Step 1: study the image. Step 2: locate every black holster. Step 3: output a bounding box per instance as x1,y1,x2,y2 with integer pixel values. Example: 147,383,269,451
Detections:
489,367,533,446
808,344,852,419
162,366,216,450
++++++++
(简短任务) 把上面的全部数据一字不差地逐行返回。

(习题解答)
Step 1: study the image. Step 2: locate every black holster. Step 3: output a bounding box per instance as x1,y1,x2,y2 with integer pixel values. Example: 147,383,269,451
Detections:
489,367,533,446
808,344,852,419
162,366,216,450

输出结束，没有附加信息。